::: PASSAGE

The U.S. Small Business Administration guarantees the value of loans made by banks to small businesses that fall just shy of qualifying for conventional loans. These guarantees allow banks to absorb more risk and thus to make loans to a much larger number of small businesses than they would otherwise be able to. While SBA-backed loans constitute only about 8 percent of overall small business lending, they account for 40 percent of long-term loans and thereby provide a critically important source of patient capital for growing small businesses.

The SBA’s flagship 7(a) lending program backs loans of up to $2 million that small businesses can use for working capital, equipment or expansion. The payback period is 7 to 25 years, a longer term than most standard bank loans. In normal times, the SBA guarantees up to 75 percent of the value of these loans. Under the American Recovery and Reinvestment Act adopted in February 2009, the SBA-guaranteed portion was temporarily increased to 90 percent in order to expand the availability of credit for small businesses during the financial crisis.

::::::

TASKS TO CARRY OUT:
1: Copy the SBA loan passage word for word, beginning at the words "The SBA’s flagship" and stopping after "the financial crisis.".
2: Resume the SBA loan passage, writing on from its final sentence.

::: SUPPLIED INFORMATION

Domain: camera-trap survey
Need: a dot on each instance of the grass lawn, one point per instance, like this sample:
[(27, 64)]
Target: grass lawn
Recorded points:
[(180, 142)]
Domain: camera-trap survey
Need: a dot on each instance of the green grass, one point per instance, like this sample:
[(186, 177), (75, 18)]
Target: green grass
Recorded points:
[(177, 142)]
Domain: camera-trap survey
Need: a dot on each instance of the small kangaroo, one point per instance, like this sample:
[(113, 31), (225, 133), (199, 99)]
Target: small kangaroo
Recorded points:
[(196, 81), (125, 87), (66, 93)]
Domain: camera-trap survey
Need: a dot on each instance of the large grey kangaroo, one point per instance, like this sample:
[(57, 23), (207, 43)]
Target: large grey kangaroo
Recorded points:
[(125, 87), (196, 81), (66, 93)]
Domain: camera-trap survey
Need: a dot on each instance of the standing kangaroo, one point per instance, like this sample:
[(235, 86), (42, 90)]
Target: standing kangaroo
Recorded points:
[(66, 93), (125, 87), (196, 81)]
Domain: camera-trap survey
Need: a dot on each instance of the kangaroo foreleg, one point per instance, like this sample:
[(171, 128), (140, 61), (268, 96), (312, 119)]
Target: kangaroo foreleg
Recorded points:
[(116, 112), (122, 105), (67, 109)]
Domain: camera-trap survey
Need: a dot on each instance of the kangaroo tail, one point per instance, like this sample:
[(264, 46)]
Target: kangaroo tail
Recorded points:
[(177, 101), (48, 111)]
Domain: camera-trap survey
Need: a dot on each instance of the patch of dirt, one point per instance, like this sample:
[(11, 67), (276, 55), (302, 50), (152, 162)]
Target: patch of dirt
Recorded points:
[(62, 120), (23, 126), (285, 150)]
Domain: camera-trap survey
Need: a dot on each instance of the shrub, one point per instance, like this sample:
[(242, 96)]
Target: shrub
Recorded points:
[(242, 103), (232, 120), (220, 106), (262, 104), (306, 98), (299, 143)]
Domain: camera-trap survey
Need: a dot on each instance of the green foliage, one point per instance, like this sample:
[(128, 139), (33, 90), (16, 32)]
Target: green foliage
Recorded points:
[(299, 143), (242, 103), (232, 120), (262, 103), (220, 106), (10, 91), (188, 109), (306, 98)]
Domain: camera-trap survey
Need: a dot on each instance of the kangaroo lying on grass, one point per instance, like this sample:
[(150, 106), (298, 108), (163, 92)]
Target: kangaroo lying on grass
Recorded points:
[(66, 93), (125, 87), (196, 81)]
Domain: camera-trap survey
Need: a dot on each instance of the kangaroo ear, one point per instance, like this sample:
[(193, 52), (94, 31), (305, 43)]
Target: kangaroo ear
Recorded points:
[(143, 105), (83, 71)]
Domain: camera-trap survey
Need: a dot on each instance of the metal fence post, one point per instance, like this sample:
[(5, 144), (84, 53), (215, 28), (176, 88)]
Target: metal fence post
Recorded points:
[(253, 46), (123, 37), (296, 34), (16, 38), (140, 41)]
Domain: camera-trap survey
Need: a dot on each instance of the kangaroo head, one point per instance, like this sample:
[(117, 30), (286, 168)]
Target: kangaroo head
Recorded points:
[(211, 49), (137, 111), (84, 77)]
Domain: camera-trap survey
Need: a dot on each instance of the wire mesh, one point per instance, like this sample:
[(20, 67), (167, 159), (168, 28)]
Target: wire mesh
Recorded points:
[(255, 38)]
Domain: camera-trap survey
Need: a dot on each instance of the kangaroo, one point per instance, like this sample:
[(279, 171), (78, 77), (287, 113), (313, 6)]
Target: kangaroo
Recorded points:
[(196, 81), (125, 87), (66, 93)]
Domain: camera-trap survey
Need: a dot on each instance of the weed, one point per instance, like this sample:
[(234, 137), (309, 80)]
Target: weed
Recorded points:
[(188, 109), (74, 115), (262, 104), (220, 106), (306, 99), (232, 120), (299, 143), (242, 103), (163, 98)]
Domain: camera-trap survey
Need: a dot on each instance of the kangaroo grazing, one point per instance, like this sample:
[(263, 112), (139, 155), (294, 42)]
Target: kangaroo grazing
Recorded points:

::::::

ANSWER SECTION:
1:
The SBA’s flagship 7(a) lending program backs loans of up to $2 million that small businesses can use for working capital, equipment or expansion. The payback period is 7 to 25 years, a longer term than most standard bank loans. In normal times, the SBA guarantees up to 75 percent of the value of these loans. Under the American Recovery and Reinvestment Act adopted in February 2009, the SBA-guaranteed portion was temporarily increased to 90 percent in order to expand the availability of credit for small businesses during the financial crisis.

2:
The SBA’s other major loan program is the 504 program, which helps small businesses buy the buildings they occupy or plan to occupy, thus stabilizing their costs and ensuring that they are not priced out of areas where property values and rents are rising rapidly. Under this program, the business owner typically makes a down payment of 10 percent, a bank provides a loan of 50 percent of the cost, using the building as collateral, and a Certified Development Company (CDC) covers the remaining 40 percent through a loan that is secured with a junior lean and fully backed by the SBA. A CDC is a nonprofit community development corporation.

In 2008, lenders made about $18 billion in 7(a) and 504 loans. In addition to these two major loan programs, the SBA also has a Microloan Program that backs small business loans of up to $35,000.